→ What to produce
Here the job is to retype the data word for word while leaving the pictures aside.

┌────────

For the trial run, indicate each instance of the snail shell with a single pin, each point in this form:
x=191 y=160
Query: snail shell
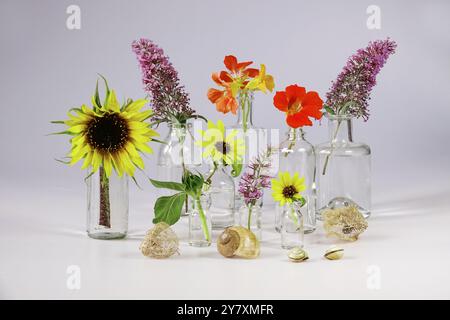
x=297 y=254
x=160 y=242
x=238 y=241
x=334 y=253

└────────

→ The completed task
For the trial run, indicate each instance of the snail shell with a single pin, each point in this form:
x=191 y=160
Query: snail shell
x=297 y=254
x=160 y=242
x=238 y=241
x=334 y=253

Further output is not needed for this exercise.